### EXERCISE BRIEF
The records follow. Retype them without a single change.

### TASK DATA
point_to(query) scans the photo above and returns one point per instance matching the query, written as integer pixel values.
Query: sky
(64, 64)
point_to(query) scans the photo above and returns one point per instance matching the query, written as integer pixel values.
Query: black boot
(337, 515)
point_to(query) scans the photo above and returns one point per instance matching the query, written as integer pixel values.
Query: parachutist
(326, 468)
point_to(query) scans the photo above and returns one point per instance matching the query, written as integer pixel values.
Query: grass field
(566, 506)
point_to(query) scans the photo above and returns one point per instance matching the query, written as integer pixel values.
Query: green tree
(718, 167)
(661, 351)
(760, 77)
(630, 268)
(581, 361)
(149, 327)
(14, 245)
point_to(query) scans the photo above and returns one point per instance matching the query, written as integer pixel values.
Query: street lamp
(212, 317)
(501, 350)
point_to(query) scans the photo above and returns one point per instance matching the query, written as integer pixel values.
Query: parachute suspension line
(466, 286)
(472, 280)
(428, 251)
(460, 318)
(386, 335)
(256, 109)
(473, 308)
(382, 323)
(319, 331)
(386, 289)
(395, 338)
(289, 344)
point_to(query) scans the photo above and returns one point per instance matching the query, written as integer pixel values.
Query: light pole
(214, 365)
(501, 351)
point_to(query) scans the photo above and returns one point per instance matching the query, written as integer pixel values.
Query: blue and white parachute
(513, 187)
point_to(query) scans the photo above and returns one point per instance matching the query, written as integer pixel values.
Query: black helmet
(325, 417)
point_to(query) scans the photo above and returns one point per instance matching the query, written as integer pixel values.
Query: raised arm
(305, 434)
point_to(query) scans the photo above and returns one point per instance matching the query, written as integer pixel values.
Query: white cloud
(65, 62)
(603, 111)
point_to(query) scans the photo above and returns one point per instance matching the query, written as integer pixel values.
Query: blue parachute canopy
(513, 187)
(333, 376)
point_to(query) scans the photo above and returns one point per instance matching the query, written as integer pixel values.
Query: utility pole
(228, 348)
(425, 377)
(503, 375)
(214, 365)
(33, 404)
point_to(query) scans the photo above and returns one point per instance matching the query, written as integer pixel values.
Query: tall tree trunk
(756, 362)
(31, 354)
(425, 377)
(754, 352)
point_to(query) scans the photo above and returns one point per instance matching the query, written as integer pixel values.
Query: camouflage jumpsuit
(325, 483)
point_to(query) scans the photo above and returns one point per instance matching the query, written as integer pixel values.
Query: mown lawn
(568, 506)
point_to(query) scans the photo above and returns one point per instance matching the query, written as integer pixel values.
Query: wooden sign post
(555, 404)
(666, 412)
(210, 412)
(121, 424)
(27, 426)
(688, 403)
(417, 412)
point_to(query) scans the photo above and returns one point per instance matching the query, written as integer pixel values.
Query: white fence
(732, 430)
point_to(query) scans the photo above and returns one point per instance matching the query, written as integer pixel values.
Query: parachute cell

### EXERCISE ANSWER
point_to(query) scans the photo above and returns one point per instance matching the query, written as integer pixel values.
Query: sky
(64, 64)
point_to(query) scans the photo above and returns one point per instance matching the query, written as integer pixel values.
Query: black boot
(337, 515)
point_to(query) scans the photo above and returns one point per instance matching the query, written as integer pixel values.
Query: parachutist
(326, 468)
point_to(query) scans the photo above and returns one point per instance matching the query, written as integer pixel values.
Query: grass field
(566, 506)
point_to(query) scans the photo above and returns one point per instance matching the query, written as integer pixel values.
Query: green tree
(718, 167)
(661, 351)
(760, 77)
(630, 268)
(581, 361)
(149, 327)
(14, 245)
point_to(query) scans the photo above and returns one point per instance matching the query, written as integer pixel values.
Query: street lamp
(212, 317)
(501, 350)
point_to(query) scans the photo above and returns one point per instance matching the query, written as integer pixel values.
Query: parachute suspension line
(466, 286)
(472, 280)
(428, 251)
(460, 318)
(386, 335)
(256, 109)
(473, 308)
(382, 323)
(319, 331)
(386, 289)
(395, 338)
(289, 344)
point_to(query) scans the photo above and returns one point per instance matching the query, written as integer pixel values.
Query: light pole
(214, 365)
(501, 351)
point_to(query) scans the photo above and returns one point per instance matching the query, written as integer pixel values.
Query: blue and white parachute
(513, 187)
point_to(query) scans the photo above and returns one point per instance matching the query, written as integer pixel values.
Query: black helmet
(325, 417)
point_to(query) scans the photo above and returns one point per instance matching the query, written as integer pixel values.
Query: raised arm
(305, 434)
point_to(query) scans the photo above and returns one point per instance matching the query, written as integer pixel values.
Query: white cloud
(65, 62)
(603, 111)
point_to(query) scans the photo above and returns one point per instance matching the query, written as integer pixel values.
Query: blue parachute canopy
(513, 187)
(333, 376)
point_to(query) scans the photo above and returns one point per instance matching the query, written as integer pixel values.
Query: utility pole
(228, 348)
(425, 377)
(503, 375)
(214, 365)
(33, 404)
point_to(query) scans the photo above and returns one point per instance matching the query, written as integer pixel values.
Query: tall tree trunk
(756, 362)
(31, 354)
(425, 377)
(754, 352)
point_to(query) scans the photo above and returns one point per instance matching the query, written as integer pixel values.
Query: camouflage jumpsuit
(325, 483)
point_to(query) scans the photo above and returns one point per instance matching the query, written as integer pixel values.
Query: mown lawn
(568, 506)
point_to(query) scans the photo above and returns one point per instance matching the query, written as integer pixel values.
Query: wooden sign post
(555, 404)
(666, 412)
(210, 412)
(121, 424)
(27, 426)
(688, 403)
(417, 412)
point_to(query) scans the photo above and returns one point per instance matching the query, written as integer pixel values.
Query: white fence
(732, 430)
point_to(query) scans the photo above and returns one point per instance matching the query, written as integer pixel values.
Query: parachute cell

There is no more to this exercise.